Within the listing below, please copy exactly the lines between the line holding "point: pre-owned sign" and the line holding "Target: black roof trim", inclusive.

PROVIDED RECORDS:
-- -- --
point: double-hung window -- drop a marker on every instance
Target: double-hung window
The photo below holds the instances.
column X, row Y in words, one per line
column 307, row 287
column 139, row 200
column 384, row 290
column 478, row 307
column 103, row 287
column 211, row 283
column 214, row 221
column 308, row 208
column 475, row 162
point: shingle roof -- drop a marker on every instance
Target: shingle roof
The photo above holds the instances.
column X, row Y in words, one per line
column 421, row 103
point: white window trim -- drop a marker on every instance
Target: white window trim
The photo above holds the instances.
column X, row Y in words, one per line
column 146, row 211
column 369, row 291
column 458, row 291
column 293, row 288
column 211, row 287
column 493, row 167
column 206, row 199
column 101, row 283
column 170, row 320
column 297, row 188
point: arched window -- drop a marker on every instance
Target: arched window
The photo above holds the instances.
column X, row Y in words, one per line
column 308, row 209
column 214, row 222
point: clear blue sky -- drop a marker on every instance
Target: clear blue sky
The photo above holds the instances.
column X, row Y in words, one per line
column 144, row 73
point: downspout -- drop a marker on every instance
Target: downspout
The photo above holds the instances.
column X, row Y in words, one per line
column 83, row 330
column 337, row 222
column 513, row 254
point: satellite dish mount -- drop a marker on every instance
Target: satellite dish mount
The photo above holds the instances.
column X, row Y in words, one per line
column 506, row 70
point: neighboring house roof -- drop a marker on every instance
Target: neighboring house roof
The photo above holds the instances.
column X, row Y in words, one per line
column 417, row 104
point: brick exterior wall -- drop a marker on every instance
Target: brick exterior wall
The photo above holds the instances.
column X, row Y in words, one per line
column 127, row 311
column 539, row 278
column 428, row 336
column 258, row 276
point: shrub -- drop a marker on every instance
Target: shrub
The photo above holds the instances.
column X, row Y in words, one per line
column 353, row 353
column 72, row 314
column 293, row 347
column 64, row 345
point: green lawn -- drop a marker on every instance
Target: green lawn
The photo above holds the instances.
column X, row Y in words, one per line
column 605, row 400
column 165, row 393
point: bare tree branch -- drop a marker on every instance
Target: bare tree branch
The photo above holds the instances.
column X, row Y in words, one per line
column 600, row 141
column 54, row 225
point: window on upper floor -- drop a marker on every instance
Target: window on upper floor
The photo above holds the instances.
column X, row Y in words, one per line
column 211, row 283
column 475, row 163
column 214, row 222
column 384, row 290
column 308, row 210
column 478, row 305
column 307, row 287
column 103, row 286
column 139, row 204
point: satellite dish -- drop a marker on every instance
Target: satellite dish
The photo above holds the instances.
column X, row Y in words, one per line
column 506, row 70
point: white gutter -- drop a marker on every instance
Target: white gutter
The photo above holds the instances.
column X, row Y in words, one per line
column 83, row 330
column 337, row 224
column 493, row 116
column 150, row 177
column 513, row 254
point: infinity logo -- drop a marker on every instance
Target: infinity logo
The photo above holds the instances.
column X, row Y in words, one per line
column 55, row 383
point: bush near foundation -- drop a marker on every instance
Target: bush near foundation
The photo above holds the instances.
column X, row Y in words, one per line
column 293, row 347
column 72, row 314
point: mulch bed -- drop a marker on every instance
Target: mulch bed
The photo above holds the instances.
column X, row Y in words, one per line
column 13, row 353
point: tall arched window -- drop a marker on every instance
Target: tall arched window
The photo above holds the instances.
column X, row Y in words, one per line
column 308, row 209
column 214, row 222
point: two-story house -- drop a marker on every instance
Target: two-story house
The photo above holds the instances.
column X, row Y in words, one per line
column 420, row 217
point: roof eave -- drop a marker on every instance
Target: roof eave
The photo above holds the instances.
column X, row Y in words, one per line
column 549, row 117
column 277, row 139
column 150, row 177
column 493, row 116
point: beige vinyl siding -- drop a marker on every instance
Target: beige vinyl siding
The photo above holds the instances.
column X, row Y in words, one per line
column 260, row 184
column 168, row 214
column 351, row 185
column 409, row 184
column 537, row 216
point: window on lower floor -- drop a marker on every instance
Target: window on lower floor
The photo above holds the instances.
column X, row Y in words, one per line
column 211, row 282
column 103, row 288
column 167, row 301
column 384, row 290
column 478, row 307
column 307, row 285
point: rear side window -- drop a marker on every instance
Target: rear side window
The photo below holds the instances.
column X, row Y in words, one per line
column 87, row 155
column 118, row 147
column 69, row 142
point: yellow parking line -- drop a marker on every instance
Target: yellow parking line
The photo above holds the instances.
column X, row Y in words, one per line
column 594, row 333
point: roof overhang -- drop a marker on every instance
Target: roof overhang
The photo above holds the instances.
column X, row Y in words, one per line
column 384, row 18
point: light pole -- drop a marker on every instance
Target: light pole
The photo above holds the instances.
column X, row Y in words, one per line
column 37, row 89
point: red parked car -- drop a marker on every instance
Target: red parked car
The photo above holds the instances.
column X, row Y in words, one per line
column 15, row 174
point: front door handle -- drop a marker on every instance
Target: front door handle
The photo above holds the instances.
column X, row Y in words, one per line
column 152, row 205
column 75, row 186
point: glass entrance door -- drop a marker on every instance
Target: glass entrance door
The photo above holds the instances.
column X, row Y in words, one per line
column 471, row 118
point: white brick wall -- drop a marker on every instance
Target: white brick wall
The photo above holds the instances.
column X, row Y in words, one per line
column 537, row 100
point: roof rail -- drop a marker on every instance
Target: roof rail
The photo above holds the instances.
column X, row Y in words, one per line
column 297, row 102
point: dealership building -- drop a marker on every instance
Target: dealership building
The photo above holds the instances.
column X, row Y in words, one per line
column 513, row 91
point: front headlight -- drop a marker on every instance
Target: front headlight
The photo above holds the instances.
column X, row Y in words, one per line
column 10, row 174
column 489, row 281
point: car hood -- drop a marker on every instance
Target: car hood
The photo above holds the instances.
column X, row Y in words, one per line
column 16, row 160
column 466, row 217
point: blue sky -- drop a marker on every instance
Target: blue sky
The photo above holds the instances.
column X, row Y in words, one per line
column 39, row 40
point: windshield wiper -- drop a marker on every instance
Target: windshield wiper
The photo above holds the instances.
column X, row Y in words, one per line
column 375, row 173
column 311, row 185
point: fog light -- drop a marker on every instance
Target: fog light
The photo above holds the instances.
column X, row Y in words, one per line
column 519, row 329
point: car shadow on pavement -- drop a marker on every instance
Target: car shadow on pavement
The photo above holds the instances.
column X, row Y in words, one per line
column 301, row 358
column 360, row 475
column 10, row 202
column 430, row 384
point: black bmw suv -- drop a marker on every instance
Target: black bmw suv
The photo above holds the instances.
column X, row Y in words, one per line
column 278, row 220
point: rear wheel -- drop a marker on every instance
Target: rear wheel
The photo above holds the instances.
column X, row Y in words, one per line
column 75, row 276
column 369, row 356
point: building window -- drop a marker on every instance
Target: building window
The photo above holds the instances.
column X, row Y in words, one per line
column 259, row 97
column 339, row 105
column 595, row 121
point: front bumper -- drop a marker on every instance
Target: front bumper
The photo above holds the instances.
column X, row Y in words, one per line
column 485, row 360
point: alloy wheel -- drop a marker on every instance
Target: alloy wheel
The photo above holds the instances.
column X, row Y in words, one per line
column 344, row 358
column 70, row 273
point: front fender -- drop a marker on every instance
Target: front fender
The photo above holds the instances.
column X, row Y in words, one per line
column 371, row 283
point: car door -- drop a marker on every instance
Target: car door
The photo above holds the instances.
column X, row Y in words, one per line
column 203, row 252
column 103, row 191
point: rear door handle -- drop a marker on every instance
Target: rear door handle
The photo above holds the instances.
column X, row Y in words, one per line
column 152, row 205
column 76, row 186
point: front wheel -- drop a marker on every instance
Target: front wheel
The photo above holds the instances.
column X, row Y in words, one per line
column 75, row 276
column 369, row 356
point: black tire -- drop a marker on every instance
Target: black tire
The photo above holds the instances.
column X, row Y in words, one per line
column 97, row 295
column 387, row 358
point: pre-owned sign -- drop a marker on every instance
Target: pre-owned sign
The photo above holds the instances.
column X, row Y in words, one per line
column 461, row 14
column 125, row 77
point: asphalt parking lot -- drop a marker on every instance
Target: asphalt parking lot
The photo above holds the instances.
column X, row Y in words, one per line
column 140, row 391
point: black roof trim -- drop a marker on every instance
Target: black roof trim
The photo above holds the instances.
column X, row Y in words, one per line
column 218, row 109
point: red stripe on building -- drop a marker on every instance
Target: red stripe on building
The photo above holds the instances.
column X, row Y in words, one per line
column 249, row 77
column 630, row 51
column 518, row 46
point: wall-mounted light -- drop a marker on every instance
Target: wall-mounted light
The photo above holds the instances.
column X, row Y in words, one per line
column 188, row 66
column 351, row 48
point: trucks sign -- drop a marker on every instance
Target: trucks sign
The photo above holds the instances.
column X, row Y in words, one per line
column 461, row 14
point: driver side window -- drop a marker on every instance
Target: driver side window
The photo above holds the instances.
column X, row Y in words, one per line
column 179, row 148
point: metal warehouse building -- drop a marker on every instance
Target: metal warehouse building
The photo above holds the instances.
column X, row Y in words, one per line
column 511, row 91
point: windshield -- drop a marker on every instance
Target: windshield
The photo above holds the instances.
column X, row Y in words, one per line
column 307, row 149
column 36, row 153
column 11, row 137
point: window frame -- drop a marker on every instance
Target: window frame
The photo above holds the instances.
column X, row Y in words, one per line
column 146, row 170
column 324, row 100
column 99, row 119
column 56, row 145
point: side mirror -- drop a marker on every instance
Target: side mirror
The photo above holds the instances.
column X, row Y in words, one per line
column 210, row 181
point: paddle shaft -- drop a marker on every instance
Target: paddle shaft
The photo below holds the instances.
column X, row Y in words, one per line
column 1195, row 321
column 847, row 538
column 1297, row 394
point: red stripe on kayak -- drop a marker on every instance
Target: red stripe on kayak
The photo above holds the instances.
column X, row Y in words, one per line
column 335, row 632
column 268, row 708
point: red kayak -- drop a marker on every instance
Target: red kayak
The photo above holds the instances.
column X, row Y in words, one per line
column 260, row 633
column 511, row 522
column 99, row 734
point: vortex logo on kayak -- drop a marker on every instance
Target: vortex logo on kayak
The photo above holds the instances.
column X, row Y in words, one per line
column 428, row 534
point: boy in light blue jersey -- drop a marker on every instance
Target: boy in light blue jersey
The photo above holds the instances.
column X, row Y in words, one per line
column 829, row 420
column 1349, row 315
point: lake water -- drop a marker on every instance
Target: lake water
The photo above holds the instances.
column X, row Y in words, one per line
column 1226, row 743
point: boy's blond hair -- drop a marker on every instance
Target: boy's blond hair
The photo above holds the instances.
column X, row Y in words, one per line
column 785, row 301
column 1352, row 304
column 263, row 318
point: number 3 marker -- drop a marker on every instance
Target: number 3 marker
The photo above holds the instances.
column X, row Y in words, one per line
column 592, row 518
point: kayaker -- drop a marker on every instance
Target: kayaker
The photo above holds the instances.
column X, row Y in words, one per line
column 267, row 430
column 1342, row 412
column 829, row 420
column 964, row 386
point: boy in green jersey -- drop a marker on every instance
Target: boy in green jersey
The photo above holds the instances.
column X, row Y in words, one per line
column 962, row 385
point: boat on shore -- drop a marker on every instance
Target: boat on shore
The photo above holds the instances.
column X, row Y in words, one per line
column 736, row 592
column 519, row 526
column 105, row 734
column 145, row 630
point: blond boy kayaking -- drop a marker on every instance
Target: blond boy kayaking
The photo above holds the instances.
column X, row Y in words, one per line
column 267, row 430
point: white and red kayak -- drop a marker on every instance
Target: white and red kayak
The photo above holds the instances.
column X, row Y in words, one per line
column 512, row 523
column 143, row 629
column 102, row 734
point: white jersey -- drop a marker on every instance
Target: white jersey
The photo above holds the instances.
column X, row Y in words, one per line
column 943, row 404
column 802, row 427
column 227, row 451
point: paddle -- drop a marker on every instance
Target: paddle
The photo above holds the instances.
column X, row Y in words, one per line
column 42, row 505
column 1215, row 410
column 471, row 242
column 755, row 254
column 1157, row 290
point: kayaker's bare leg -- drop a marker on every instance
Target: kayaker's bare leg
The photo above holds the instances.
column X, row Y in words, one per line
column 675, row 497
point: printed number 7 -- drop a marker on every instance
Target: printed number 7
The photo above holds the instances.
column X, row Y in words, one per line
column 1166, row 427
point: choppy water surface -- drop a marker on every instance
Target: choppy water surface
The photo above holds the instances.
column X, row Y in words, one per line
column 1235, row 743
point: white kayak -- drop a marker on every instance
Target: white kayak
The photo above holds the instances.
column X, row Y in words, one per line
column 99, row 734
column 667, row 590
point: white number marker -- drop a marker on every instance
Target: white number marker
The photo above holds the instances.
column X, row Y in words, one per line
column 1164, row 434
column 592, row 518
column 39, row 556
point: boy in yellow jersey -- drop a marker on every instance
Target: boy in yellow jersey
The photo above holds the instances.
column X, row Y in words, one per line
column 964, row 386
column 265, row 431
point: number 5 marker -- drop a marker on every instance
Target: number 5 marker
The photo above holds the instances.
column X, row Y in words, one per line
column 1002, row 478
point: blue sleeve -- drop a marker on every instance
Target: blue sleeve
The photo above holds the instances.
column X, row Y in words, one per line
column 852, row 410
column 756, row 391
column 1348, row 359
-- -- --
TASK RESULT:
point: pre-owned sign -- drop a marker on every instance
Target: pre-owned sign
The photo above holds the instances.
column X, row Y in words, one per line
column 461, row 14
column 125, row 77
point: asphalt parking lot -- drop a marker on every instance
Target: asphalt parking lot
The photo above holds the instances.
column X, row Y in words, one per line
column 140, row 391
point: black roof trim -- drop a marker on every instance
Target: black roof trim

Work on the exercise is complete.